Recorded data:
+ + +

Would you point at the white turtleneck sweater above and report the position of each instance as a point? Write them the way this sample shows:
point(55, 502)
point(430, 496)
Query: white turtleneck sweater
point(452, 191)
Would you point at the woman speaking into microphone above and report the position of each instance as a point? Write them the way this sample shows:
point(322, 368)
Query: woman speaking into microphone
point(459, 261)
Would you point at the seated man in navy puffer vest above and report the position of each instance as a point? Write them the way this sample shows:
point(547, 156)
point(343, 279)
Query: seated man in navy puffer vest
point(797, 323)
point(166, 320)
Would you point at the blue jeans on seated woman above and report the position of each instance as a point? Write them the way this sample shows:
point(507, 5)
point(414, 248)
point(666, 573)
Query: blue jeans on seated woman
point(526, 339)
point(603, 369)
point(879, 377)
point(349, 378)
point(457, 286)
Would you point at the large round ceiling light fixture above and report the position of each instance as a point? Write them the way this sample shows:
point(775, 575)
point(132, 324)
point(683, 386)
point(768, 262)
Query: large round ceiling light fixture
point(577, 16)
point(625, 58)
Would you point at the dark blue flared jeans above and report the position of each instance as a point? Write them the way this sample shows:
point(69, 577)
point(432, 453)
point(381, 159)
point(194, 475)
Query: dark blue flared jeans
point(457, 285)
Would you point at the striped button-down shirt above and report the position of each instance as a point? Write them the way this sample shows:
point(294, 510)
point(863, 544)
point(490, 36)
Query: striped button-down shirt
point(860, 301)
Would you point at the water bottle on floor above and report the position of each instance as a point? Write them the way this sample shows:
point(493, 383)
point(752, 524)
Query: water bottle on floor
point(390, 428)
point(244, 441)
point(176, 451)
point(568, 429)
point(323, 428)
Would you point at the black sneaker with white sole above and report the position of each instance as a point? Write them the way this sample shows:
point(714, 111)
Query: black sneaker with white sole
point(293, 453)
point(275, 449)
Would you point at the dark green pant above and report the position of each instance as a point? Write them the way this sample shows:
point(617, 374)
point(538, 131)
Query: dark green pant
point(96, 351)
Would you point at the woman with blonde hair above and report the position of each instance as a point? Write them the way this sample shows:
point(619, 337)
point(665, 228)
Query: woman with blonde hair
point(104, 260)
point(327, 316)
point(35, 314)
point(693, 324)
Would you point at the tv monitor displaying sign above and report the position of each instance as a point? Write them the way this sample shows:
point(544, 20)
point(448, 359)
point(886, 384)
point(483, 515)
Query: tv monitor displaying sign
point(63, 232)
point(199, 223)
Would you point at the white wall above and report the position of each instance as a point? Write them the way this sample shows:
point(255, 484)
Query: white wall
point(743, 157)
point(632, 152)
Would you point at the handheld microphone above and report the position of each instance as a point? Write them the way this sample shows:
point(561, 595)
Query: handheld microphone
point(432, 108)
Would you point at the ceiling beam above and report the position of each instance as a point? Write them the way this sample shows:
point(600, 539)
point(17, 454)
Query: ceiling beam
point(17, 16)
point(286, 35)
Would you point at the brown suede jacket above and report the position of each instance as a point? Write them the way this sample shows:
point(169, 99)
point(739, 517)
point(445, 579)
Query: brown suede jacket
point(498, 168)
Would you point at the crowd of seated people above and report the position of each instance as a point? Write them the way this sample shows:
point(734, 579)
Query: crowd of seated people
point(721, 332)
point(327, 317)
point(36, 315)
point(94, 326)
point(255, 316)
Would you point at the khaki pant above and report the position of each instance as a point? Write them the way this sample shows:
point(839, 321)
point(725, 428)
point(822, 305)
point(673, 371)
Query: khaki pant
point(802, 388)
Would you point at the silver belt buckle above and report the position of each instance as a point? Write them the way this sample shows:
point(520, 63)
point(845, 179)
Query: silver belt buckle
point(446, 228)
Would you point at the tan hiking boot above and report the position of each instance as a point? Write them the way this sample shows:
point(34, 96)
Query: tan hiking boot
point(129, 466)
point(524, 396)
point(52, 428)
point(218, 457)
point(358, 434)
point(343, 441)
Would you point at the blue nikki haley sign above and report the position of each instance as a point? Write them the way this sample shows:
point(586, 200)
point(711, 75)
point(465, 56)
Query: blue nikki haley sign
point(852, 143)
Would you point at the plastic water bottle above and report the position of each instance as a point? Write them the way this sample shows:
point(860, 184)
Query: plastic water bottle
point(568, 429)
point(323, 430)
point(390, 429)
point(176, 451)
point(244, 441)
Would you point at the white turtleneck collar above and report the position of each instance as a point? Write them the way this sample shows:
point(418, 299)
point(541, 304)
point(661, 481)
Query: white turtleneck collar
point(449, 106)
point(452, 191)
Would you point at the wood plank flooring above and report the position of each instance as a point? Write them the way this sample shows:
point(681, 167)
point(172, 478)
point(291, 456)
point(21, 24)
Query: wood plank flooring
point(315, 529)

+ + +

Write out every line of the data above again, without changing anything.

### Worked solution
Would you point at the white turtleneck sweater above and report the position of each instance as a point? Write them the way this sample shows:
point(55, 502)
point(430, 496)
Query: white turtleneck sweater
point(452, 191)
Would you point at the woman speaking into microphone above and report the position of each instance as a point? Write them the way this sample shows:
point(322, 368)
Query: woman speaking into microphone
point(459, 261)
Would you point at the seated man in navy puffer vest above and report the position of each instance as a point? Write them the way this sample shows:
point(547, 156)
point(343, 279)
Query: seated man in navy puffer vest
point(797, 323)
point(166, 320)
Would you point at the blue jeans on seated woman above and report the position of each instance as a point? Write them the way this sample shows:
point(507, 5)
point(414, 248)
point(666, 573)
Query: blue jeans on seated woman
point(526, 339)
point(603, 369)
point(879, 377)
point(349, 378)
point(457, 286)
Would you point at the large round ceiling light fixture above and report the position of each instance as a point? Write them the way this sample shows:
point(775, 575)
point(132, 324)
point(683, 386)
point(768, 262)
Query: large round ceiling light fixture
point(577, 16)
point(625, 58)
Would you point at the dark blue flared jeans above and report the position of each instance as a point? Write them the way this sample shows:
point(69, 577)
point(432, 453)
point(381, 159)
point(194, 475)
Query: dark blue flared jeans
point(457, 285)
Would you point at the striped button-down shirt above and report the position of each instance as a point? Write them the way this sample shows:
point(294, 510)
point(863, 544)
point(490, 36)
Query: striped button-down shirt
point(860, 301)
Would you point at the water bottle on floor above and report the position of each instance as a point? Write them the way this sample shows:
point(493, 383)
point(752, 524)
Query: water bottle on floor
point(390, 428)
point(244, 441)
point(176, 451)
point(568, 429)
point(323, 428)
Would you point at the black sneaker with white sole above and report the position of each instance as a point? Write them the way this sample shows:
point(714, 111)
Query: black sneaker with white sole
point(293, 453)
point(275, 449)
Would you point at the dark green pant above and report the position of each instance as a point? Write them the way this sample shows:
point(617, 374)
point(538, 131)
Query: dark green pant
point(96, 351)
Would you point at the woman with blonde hair above and report the position of each instance as a point? Write them the way this sample shows:
point(619, 337)
point(665, 228)
Query: woman with blonde hair
point(104, 260)
point(327, 316)
point(35, 314)
point(693, 324)
Would you point at the tv monitor displaying sign above and report the position of each instance as a point? Write them the way this sample shows:
point(544, 20)
point(448, 359)
point(886, 384)
point(483, 515)
Query: tv monitor displaying sign
point(63, 232)
point(199, 223)
Would you point at the white wall above and report the position of each instance as a point? Write them the way this sample shows:
point(255, 484)
Query: white wall
point(743, 157)
point(632, 152)
Would you point at the handheld microphone above and report the position of each instance as a point? Write them the way this sample shows:
point(561, 595)
Query: handheld microphone
point(432, 108)
Would you point at the ceiling beam above and report the position of each instance as a point? Write them the way this sample shows:
point(600, 539)
point(17, 454)
Query: ceiling beam
point(17, 16)
point(286, 35)
Would you point at the brown suede jacket above and report the position of each instance as a point? Write them the way this sample shows:
point(169, 99)
point(739, 517)
point(445, 579)
Query: brown suede jacket
point(498, 168)
Would you point at the crowd of seated people above and report the position of each instance as a point? Write them the way this sample shows:
point(734, 579)
Query: crowd of seated people
point(721, 332)
point(327, 317)
point(36, 315)
point(94, 326)
point(255, 316)
Would you point at the khaki pant above and report the position of each instance as a point? Write them the way this sample shows:
point(839, 321)
point(725, 428)
point(822, 305)
point(673, 371)
Query: khaki pant
point(802, 388)
Would you point at the silver belt buckle above and report the position of each instance as a point? Write them the way this sample shows:
point(520, 63)
point(845, 179)
Query: silver belt buckle
point(446, 228)
Would you point at the tan hiking boot above and report the position of each instance as a point? Write them the way this sample shows:
point(34, 96)
Query: tan hiking boot
point(129, 466)
point(524, 396)
point(52, 428)
point(218, 457)
point(358, 434)
point(343, 441)
Would you point at the blue nikki haley sign above and report the position of each instance as a point? Write them the way this sample shows:
point(586, 200)
point(711, 75)
point(465, 56)
Query: blue nikki haley sign
point(852, 143)
Would you point at the plastic water bottle above and report the position of each instance as a point? Write them the way this sample shows:
point(860, 184)
Query: plastic water bottle
point(568, 429)
point(323, 430)
point(390, 429)
point(176, 451)
point(244, 441)
Would you point at the white turtleneck collar above and report the position of each instance as a point? Write them the way this sample shows:
point(418, 299)
point(541, 304)
point(661, 481)
Query: white turtleneck collar
point(449, 106)
point(452, 191)
Would you point at the wood plank flooring above and report the position of each instance as a point? Write them the way this sample shows:
point(681, 167)
point(172, 478)
point(291, 456)
point(21, 24)
Query: wood plank flooring
point(315, 529)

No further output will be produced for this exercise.